- _TEXT SHOWN_

Tennis balls used as a measure, 1580


A playster for an ague 

Take as much stone pitch to the value of a Tennis bal, and a spoonefull of Tarre, and a penniworth of Treacle and Rosen, to the value of a Tennis ball, and a spoonefull of Hony, boyle it over the fier in a little kettle, and stirre it all togeather till it be well melted, then take a new sheapes skinne, and make holes in it with a bodkin, and spreade the medicine on the fleshye side of the skinne, and lay it to the ache as whot as you may.

An Hospitall for the Diseased, by T C, London 1580

Rosen would be resin, and 'whot' is 'hot'. 'Value' here is presumably used to mean 'size' or 'weight', since the monetary value of what is being measured is explicit - ' a penniworth of treacle and rosen'. This is the earliest example I have come across of an item of specifically sports equipment being used as a non-metaphorical referent outside the field of sport - it's not uncommon to see distances measured by lances or arrows, which would have been used as sporting items, but they are primarily weapons. There's an assumption too in the reference that people dispensing medicine would have a good idea of the size and weight of a tennis ball.

Tuesday 4 December 2012

For sinews that be broken in two

Take Wormes while they be knite, and looke that they departe not, and stamp them, and laye it to the sore, and it will knit the sinewes that be broken in two.

(Stored data entries)
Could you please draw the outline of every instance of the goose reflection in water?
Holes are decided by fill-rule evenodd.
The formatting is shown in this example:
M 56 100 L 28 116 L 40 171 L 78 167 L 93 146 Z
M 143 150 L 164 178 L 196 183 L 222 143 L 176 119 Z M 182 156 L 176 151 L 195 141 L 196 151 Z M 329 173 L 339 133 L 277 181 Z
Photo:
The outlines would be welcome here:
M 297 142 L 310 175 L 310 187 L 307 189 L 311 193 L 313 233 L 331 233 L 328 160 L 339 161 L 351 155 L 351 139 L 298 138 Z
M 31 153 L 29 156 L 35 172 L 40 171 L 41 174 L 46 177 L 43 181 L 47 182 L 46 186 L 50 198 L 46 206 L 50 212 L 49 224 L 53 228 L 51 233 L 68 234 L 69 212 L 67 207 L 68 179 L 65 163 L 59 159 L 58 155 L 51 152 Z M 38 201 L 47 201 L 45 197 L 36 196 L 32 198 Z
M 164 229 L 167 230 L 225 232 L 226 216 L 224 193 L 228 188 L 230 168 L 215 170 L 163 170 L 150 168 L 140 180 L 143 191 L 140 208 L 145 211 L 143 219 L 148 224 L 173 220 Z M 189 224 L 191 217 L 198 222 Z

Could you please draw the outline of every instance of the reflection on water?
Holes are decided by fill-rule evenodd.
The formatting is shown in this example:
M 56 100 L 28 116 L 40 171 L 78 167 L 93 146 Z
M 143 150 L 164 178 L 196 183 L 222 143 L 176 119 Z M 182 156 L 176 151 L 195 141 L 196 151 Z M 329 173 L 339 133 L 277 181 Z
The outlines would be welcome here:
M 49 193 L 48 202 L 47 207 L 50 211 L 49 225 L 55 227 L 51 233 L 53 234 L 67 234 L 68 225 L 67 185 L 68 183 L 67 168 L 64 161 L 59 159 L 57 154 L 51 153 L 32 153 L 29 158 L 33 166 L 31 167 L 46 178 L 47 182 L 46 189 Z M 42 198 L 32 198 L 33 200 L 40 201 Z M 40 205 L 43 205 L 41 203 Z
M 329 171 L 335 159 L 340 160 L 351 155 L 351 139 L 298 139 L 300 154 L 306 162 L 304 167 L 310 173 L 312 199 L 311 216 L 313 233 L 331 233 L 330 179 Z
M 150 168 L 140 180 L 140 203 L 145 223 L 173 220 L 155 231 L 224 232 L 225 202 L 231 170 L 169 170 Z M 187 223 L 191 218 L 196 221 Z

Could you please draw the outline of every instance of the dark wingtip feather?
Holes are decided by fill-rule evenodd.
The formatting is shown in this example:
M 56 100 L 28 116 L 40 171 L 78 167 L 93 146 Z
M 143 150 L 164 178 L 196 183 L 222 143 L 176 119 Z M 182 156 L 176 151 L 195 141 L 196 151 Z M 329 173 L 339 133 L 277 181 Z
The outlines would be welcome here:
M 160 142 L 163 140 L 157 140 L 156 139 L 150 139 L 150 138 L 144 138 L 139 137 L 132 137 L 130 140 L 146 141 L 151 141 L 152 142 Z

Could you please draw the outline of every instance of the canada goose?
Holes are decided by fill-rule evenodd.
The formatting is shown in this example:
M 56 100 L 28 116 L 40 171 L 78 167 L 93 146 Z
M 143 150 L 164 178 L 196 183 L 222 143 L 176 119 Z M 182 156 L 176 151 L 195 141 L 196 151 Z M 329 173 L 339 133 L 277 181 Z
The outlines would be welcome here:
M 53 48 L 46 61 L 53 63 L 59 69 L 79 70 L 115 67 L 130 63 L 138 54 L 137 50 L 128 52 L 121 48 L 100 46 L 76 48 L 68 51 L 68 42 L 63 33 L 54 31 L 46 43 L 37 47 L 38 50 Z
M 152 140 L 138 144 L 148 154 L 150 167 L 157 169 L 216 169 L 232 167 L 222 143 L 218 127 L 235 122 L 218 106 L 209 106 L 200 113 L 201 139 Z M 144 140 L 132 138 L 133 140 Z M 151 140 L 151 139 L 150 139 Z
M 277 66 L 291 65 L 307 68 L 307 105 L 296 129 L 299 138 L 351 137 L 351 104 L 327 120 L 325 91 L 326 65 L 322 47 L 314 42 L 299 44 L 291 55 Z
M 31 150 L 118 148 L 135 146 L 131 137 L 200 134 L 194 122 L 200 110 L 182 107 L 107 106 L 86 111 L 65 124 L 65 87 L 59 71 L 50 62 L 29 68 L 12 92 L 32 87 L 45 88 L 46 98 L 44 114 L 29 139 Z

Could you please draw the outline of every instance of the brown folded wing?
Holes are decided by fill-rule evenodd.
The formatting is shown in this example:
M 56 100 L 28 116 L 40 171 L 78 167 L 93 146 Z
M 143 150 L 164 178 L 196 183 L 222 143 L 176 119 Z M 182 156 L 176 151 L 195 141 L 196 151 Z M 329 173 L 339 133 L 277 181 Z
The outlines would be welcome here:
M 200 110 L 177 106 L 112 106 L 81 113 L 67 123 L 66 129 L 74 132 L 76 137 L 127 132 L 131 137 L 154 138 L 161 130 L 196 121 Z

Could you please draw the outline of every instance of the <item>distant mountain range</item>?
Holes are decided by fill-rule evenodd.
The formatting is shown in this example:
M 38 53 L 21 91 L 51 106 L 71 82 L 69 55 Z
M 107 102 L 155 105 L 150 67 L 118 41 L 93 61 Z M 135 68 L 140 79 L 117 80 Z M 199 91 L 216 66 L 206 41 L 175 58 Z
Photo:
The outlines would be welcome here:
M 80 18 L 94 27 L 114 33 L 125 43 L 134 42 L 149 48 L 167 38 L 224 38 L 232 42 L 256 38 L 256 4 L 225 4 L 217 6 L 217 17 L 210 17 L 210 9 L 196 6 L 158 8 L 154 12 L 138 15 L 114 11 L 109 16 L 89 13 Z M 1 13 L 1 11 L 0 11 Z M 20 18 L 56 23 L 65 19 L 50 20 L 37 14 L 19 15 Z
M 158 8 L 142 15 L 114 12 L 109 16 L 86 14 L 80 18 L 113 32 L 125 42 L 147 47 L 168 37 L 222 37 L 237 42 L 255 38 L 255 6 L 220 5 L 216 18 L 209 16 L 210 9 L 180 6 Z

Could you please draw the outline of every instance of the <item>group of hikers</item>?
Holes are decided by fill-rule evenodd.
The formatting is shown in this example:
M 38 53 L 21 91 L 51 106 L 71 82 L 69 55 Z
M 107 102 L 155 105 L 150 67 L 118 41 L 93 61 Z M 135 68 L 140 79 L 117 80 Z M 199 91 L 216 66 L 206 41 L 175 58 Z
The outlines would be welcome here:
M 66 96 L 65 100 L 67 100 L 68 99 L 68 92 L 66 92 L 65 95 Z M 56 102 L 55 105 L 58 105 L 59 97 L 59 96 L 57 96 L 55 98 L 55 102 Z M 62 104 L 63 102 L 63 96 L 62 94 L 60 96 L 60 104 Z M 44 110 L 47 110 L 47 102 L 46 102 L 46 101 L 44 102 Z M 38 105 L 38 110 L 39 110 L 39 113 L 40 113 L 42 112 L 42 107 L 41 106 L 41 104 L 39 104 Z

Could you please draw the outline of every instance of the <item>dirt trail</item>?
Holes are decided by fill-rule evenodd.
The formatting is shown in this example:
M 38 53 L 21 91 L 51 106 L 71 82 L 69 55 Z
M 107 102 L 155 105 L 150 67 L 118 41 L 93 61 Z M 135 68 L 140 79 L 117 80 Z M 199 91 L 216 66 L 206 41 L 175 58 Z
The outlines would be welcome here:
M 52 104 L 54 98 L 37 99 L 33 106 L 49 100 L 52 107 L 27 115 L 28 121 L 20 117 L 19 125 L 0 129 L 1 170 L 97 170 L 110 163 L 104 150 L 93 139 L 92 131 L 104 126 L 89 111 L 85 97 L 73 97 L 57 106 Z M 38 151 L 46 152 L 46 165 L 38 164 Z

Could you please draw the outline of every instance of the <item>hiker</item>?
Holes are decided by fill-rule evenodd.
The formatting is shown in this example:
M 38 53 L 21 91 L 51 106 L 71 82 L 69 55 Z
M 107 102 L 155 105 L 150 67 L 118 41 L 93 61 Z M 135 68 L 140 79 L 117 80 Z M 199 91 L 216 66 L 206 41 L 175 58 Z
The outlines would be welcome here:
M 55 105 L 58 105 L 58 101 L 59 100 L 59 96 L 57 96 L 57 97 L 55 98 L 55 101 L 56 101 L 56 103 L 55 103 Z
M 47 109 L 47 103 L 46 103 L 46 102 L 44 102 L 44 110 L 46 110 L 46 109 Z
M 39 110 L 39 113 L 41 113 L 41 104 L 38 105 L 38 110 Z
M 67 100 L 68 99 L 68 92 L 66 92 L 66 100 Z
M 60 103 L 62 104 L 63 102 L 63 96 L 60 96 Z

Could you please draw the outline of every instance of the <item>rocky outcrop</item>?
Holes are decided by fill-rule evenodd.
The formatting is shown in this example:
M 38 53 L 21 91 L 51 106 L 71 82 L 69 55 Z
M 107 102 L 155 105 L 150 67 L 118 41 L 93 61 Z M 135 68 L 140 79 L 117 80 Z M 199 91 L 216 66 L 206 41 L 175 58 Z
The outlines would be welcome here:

- _WORK REQUEST A_
Answer these questions on the text about tennis balls as a measure, one answer per line:
(i) With what tool are holes made in the new sheep's skin?
(ii) What modern word does the commentary give for "whot"?
(iii) What date heads the entry on broken sinews?
- _WORK REQUEST B_
Write out the passage of the text about tennis balls as a measure from "Rosen would be" up to and including "broken in two.".
- _WORK REQUEST C_
Continue the text about tennis balls as a measure from the point where it stops.
The records play no part in this work.

- _EXERCISE ANSWER A_
(i) A bodkin.
(ii) Hot.
(iii) Tuesday 4 December 2012.

- _EXERCISE ANSWER B_
Rosen would be resin, and 'whot' is 'hot'. 'Value' here is presumably used to mean 'size' or 'weight', since the monetary value of what is being measured is explicit - ' a penniworth of treacle and rosen'. This is the earliest example I have come across of an item of specifically sports equipment being used as a non-metaphorical referent outside the field of sport - it's not uncommon to see distances measured by lances or arrows, which would have been used as sporting items, but they are primarily weapons. There's an assumption too in the reference that people dispensing medicine would have a good idea of the size and weight of a tennis ball.

Tuesday 4 December 2012

For sinews that be broken in two

Take Wormes while they be knite, and looke that they departe not, and stamp them, and laye it to the sore, and it will knit the sinewes that be broken in two.

- _EXERCISE ANSWER C_
from The Good Huswife's Jewell, 1596

There's a mixture here of the doctrine of signatures and curiously possible viable medicine. The worms would be earthworms, 'knite' - that is knitted together, or mating. The instructions say that you must pulverise them before they separate. The intention here is to use two things which are more often separate, but at certain times come together. Mash them and you catch their 'essence of togetherness'. Current research in the west indicates that earthworms have antibacterial properties, though whether these would help to knit together torn sinews is not known. But certainly pulverised earthworm was a much-used ingredient in early modern western medicine, and is still used in the east. A sad end for them in this case, though following the established literary pattern of the lovers united in death.